Descripción del ejercicio: Completa la parte siguiente del texto sobre el furgón de la línea San Martín y las clases en los trenes, comenzando justo después de su última oración.

Sección de texto:
Cada
vez que viajo con mi bicicleta en el furgón de la línea San Martín, no deja de
sorprenderme que esté repleto de pasajeros echados en el suelo incluso mientras
en el resto de los vagones haya asientos vacíos. La cantidad de bicicletas
colgadas a menudo se reduce a dos o tres. El furgón parece el último círculo del
infierno, donde se agrupan per se lisiados, fumadores, bebedores, y algunos
polizones. Supongo que esa autodeterminación trasluce en realidad un tipo de discriminación
y un maltrato social que, reiterado en el tiempo, lleva mecánicamente a la autosegregación:
viajar en la zona más clandestina. Algunos, incluso entrando por el medio del tren,
se dirigen al final o al principio, sin levantar la mirada, como si hubiera un
lugar de pertenencia en cada uno de los furgones ubicados en los extremos. Aunque
el tren no esté dividido explícitamente, hay dos clases demarcadas por el uso y
la costumbre.
De los
trenes que conocí, los de la India fueron los que más clases presentaban: 1 ra,
2 da, 3 ra con asiento reclinable, 3 ra con asiento no reclinable de madera.

Conjunto de datos:

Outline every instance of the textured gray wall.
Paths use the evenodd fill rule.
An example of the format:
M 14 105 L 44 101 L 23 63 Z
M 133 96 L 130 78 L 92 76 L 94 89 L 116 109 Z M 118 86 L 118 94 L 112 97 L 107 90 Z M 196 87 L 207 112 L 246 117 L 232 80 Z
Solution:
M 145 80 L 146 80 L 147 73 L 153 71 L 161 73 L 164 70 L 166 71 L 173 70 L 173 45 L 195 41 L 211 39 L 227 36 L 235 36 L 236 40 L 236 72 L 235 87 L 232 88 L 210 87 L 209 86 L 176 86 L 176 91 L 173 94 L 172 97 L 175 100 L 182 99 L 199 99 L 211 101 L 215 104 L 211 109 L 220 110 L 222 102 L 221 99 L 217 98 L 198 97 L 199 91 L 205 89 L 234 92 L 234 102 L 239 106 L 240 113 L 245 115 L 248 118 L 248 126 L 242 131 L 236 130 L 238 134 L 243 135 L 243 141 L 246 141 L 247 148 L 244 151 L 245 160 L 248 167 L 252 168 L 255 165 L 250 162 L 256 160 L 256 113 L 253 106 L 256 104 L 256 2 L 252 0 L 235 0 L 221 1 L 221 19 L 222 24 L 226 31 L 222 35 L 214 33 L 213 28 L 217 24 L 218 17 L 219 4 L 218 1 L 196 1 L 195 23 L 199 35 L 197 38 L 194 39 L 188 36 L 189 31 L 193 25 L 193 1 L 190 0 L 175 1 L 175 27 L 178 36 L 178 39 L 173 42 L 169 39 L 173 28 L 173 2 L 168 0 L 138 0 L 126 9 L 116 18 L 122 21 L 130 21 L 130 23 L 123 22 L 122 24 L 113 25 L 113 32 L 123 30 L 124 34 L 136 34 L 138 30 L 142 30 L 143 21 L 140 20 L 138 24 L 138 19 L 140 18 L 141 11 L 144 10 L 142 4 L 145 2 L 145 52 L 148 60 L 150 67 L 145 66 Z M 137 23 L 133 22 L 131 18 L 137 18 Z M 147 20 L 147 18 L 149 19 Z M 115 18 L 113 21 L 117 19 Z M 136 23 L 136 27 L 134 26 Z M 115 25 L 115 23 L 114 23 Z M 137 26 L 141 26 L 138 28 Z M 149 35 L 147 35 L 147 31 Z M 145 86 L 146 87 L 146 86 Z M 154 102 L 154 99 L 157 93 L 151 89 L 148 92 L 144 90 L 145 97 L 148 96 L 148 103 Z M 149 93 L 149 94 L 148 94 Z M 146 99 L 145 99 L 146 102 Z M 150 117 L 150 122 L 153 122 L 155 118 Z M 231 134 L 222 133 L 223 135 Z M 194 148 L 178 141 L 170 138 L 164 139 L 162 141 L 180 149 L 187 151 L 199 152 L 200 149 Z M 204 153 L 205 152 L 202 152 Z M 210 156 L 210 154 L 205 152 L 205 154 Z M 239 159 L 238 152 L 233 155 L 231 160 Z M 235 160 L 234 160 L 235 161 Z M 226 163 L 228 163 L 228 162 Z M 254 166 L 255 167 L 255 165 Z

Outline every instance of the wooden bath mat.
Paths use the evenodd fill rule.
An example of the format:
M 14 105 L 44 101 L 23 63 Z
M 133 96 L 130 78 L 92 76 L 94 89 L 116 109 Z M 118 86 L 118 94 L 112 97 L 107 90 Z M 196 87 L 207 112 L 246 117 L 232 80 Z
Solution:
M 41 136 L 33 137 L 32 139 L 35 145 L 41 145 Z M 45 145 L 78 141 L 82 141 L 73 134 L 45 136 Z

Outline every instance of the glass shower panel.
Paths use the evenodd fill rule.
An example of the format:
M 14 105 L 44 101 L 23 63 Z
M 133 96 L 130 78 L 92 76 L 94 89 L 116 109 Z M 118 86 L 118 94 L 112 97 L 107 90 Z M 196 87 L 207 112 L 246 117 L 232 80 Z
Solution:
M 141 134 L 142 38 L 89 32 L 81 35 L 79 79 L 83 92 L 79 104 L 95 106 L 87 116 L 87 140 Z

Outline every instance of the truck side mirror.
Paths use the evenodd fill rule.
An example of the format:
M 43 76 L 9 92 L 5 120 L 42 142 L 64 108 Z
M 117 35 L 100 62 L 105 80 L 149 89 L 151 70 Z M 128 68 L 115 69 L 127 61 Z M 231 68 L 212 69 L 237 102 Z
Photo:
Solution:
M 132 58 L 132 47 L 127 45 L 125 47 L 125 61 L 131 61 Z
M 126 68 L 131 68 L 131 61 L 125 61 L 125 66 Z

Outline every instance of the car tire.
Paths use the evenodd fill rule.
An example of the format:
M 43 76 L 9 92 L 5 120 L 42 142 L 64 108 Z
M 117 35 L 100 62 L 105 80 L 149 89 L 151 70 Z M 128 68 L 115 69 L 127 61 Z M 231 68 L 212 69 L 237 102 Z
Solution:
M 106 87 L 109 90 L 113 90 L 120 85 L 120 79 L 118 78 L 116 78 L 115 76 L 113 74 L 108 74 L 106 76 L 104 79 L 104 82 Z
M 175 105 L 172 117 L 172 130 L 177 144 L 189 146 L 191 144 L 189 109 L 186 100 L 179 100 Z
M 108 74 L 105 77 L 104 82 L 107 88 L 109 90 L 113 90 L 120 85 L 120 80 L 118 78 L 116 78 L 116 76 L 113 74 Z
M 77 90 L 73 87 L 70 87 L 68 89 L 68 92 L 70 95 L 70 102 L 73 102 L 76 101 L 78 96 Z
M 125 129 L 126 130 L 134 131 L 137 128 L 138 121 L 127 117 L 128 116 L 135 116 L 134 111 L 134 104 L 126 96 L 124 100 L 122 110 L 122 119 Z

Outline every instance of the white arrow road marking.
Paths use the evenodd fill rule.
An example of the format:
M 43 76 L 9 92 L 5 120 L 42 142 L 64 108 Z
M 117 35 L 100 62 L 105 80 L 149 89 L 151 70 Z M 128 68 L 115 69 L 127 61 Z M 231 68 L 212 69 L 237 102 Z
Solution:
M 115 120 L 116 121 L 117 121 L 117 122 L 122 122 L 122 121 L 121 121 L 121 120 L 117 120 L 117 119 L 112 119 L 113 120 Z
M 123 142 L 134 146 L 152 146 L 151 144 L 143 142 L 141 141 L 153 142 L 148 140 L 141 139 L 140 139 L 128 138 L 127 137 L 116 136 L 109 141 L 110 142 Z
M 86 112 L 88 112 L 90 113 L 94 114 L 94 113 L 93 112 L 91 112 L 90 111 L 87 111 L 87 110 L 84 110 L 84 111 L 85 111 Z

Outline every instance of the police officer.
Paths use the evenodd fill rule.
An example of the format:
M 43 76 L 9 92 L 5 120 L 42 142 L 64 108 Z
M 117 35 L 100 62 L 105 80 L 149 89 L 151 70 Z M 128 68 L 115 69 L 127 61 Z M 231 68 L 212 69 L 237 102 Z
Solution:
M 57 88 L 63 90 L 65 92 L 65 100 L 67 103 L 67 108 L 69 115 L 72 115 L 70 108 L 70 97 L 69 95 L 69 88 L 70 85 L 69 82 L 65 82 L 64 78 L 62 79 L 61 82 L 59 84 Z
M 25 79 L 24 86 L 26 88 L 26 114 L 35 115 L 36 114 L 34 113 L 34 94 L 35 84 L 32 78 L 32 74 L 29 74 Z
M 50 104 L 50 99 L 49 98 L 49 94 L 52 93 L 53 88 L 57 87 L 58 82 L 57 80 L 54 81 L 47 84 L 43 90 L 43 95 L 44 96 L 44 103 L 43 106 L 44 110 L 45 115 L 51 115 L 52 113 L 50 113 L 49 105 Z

==

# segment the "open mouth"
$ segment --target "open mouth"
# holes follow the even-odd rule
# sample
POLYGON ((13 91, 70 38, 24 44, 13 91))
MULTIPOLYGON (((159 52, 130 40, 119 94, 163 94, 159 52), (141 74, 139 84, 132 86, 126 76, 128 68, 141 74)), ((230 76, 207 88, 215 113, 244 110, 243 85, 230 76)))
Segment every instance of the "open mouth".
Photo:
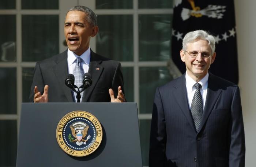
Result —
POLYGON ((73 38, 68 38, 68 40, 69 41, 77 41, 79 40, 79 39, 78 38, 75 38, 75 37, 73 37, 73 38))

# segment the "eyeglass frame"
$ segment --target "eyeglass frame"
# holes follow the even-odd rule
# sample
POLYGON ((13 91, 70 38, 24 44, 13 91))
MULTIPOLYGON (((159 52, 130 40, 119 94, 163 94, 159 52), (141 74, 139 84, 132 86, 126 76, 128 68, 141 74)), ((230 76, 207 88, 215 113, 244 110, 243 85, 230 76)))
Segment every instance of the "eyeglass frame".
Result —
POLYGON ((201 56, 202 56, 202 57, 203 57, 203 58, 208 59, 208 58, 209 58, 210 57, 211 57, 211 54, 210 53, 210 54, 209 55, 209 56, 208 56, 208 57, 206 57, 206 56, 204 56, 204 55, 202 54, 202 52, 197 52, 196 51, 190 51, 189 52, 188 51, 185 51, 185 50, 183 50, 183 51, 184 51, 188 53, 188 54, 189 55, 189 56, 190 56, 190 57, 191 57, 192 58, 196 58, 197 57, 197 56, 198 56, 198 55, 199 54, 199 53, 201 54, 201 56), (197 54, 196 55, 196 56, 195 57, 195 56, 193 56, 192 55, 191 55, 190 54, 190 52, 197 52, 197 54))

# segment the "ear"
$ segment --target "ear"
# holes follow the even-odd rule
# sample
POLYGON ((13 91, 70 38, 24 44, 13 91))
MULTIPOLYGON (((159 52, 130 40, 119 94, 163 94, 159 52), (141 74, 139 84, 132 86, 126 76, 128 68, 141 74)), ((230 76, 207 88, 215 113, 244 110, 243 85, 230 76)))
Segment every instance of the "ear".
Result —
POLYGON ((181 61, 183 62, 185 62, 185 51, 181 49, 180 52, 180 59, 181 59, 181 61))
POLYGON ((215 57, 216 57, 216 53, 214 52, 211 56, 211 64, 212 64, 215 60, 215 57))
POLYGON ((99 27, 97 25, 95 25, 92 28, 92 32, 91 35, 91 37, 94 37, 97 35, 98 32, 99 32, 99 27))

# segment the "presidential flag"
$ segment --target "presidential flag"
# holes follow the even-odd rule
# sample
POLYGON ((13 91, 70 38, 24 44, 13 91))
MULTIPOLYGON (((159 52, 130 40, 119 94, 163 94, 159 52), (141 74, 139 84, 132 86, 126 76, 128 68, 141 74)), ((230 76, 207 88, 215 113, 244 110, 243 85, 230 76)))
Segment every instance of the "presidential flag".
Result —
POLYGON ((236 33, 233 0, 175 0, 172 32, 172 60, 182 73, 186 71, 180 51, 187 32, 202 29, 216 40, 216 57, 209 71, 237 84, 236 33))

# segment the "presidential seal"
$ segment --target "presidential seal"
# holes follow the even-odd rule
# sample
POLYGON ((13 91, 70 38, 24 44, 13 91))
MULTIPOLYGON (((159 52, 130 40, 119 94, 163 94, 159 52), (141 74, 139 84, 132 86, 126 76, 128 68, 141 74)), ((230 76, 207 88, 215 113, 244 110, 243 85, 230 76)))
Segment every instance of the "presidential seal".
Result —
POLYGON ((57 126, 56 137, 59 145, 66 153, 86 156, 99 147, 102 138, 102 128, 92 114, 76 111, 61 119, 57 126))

==

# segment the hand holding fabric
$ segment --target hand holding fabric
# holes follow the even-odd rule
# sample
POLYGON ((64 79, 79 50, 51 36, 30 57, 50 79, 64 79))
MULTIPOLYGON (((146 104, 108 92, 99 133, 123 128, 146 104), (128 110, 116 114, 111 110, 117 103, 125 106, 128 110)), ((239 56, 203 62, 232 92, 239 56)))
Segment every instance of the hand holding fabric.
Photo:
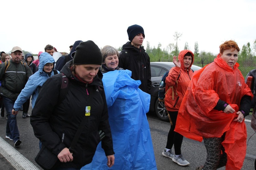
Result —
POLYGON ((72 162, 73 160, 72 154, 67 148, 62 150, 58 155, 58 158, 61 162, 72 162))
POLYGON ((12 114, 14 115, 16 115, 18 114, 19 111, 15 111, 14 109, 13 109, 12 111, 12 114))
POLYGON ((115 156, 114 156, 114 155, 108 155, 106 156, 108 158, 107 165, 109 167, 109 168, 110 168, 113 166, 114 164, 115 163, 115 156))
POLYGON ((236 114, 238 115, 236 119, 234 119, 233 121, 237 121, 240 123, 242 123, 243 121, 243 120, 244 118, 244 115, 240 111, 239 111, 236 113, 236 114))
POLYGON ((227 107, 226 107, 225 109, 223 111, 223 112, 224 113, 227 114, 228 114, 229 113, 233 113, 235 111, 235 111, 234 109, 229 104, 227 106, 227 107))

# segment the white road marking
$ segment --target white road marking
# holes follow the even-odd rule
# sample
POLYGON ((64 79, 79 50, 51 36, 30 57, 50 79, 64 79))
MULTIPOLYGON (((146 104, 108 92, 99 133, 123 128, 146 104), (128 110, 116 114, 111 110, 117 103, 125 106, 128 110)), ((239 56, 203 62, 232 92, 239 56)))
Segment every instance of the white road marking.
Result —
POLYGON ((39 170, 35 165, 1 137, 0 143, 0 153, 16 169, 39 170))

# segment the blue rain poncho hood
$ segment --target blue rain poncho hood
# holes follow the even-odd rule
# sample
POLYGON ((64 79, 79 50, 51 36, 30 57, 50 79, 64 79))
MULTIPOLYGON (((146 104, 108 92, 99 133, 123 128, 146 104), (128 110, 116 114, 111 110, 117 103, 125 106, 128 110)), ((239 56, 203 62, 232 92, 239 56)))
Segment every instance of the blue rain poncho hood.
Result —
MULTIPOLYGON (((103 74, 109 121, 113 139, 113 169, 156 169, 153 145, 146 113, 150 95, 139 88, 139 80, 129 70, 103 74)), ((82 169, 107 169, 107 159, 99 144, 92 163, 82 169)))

Resultado:
Luego el techo -más que una clase, una dimensión-, donde viajaban los
intocables. En ese sistema de exclusión que reproducía el de las castas, había
una sobredeterminación precapitalista, con miles de años encima. En los trenes
nocturnos la cantidad de clases se duplicaba: camarotes individuales dignos de
un príncipe, compartimentos con dos literas, con cuatro cuchetas, con seis, con
ocho. Cuchetas que eran simples tablas de madera y producían la impresión de
que ahí se apilaban cuerpos para una autopsia. Cuchetas mullidas para las
castas intermedias. Compartimentos precarios en donde no había cuchetas sino
asientos de madera rígidos, y en donde a la noche se agrupaban los fantasmas
confinados en los techos. Sólo un extranjero tenía la posibilidad de atravesar
todas estas clases sin pudor. Un indio de casta alta tal vez nunca viaje en su
vida en 3 ra ni en los compartimentos nocturnos en los que se hacinan, como en
cárceles, los descastados. A la vez un indio de casta baja, teniendo el dinero,
jamás viajaría 2 da clase, por pudor y karma.
En
otros trenes, como el Shinkansen en Japón o el KTX en Corea, las clases son
dos, bastante imperceptibles e intercambiables debido al exceso de confort. Sin
embargo los vagones más buscado por los pasajeros no son los de cierta clase,
sino los de fumadores. Ahí, en torno a una debilidad, se agrupan plácidamente
todas las clases sociales. Como si en esa comunidad se activara una liberación,
los pasajeros fuman sin parar las dos horas que dura un viaje en tren de alta
velocidad y las caras apenas se ven entre la frondosidad del humo. La mala
prensa del tabaco en el mundo, sin embargo, no ha desalentado a los ejércitos de
fumadores ni en Japón ni en Corea, y todavía hay bares y restaurantes que
rechazan esa clasificación occidental: fumadores y no fumadores. Lo mismo
podría decirse sobre la comida. La cocina no contempla el vegetarianismo, sino
las dietas elaboradas a partir de una tradición culinaria, y los restaurantes
se dividen por especialidad: sopas de fideos, sopas de mariscos, pescado crudo,
carnes rojas, intestino, sushi, yakitori, etc... En alguno, ocasionalmente,
puede haber platos vegetarianos: tantos como el número de fumadores en el vagón
de no fumadores.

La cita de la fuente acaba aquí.